◆ TEKS HASIL EKSTRAKSI ◆

Pasokan cabai terganggu akibat dampak cuaca ekstrem yang mengancam produktivitas tanaman hortikultura tersebut saat ini sehingga memicu gejolak harga di banyak daerah.

JAKARTA - Cuaca ekstrem yang menyebabkan peningkatan serangan organisme pengganggu tanaman (OPT), kerusakan tanaman, dan banjir di beberapa wilayah sentra produksi menyebabkan pasokan cabai rawit berkurang. Kondisi ini pun memicu kenaikan harga secara berkepanjangan.

Gejolak harga dalam waktu lama tersebut berpotensi memicu inflasi nasional. Sayangnya, inflasi tersebut dikhawatirkan dapat semakin menggerus daya beli masyarakat lantaran terjadi di tengah pelemahan konsumsi domestik akibat dampak pandemi Covid-19.

Direktur Jenderal Hortikultura Kementerian Pertanian (Kementan), Prihasto Setyanto, menggerakkan seluruh jajarannya memonitor kondisi pertanaman cabai di lapangan dan melakukan berbagai upaya untuk meredam gejolak harga agar tidak berkepanjangan.

Anton menjelaskan berdasarkan data series produksi 5 tahun terakhir produksi cabai rawit, selama Desember- Februari menjadi bulan waspada karena produksi cenderung turun. Untuk saat ini, cuaca ekstrem akibat fenomena La Nina semakin menyebabkan produksi terganggu.

Dia mencontohkan bunga rontok menyebabkan gagal berbuah. "Tak hanya itu, musim hujan juga meningkatkan serangan OPT seperti virus kuning, antraknosa, lalat buah, dan lain sebagainya," ujar Anton, di Jakarta, Selasa (9/3).

◆ DAFTAR TUGAS ◆
(1) Jawablah pertanyaan berikut berdasarkan teks tentang pasokan cabai.
(a) Apa saja akibat cuaca ekstrem yang disebut menyebabkan pasokan cabai rawit berkurang?
(b) Bulan apa saja yang menjadi bulan waspada bagi produksi cabai rawit?
(c) Serangan OPT apa saja yang disebut meningkat pada musim hujan?
(2) Lanjutkan teks tentang pasokan cabai mulai dari kalimat terakhirnya.

◆ CUPLIKAN DATA ◆
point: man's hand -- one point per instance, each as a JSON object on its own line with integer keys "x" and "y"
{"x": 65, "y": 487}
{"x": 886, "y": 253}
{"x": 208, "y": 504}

◆ JAWABAN PER NOMOR ◆
(1)
(a) Peningkatan serangan organisme pengganggu tanaman (OPT), kerusakan tanaman, dan banjir di beberapa wilayah sentra produksi.
(b) Desember sampai Februari.
(c) Virus kuning, antraknosa, lalat buah, dan lain sebagainya.

(2)
Berdasarkan hasil pengamatan di lapangan, serangan OPT terbanyak adalah virus kuning 26 persen, antraknosa 29 persen, lalat buah 17 persen, virus keriting 16 persen, dan thrip 12 persen dari luas pertanaman yang ada. Sehingga secara nasional luas pertanaman cabai yang terkena serangan OPT saat ini sebanyak 1.152 ha dan puso 0,15 ha.

Pasokan Terganggu

Terganggunya proses produksi tersebut membuat pasokan cabai berkurang. Alhasil, harga cabai hampir di seluruh daerah melonjak.

Di Garut, Jawa Barat, pemerintah daerah setempat menyampaikan salah satu penyebab harga cabai rawit naik di pasaran sejak sepekan lalu karena pasokan dari petani minim sehingga tidak mampu memenuhi kebutuhan pasar untuk komoditas tersebut. Di sejumlah pasar tradisional, harga cabai saat ini melonjak menjadi 95 ribu rupiah per kilogram (kg) dari harga normal sebelumnya 25 ribu rupiah per kg.

Di Bali, harga cabai rawit di sejumlah pasar tradisional bahkan menembus 120 ribu per kg. Di Jember, Jawa Timur, di daerah tersebut harga cabai rawit di sejumlah pasar tradisional naik hingga mencapai 120 ribu rupiah per kg dan merupakan harga tertinggi selama tiga bulan terakhir.

Kondisi serupa juga terjadi di wilayah Indonesia Timur. Di Kota Makassar, Sulawesi Selatan, harga cabai di sejumlah pasar tradisional menembus 75 ribu ribu per kg dari normal 15 ribu rupiah per kg.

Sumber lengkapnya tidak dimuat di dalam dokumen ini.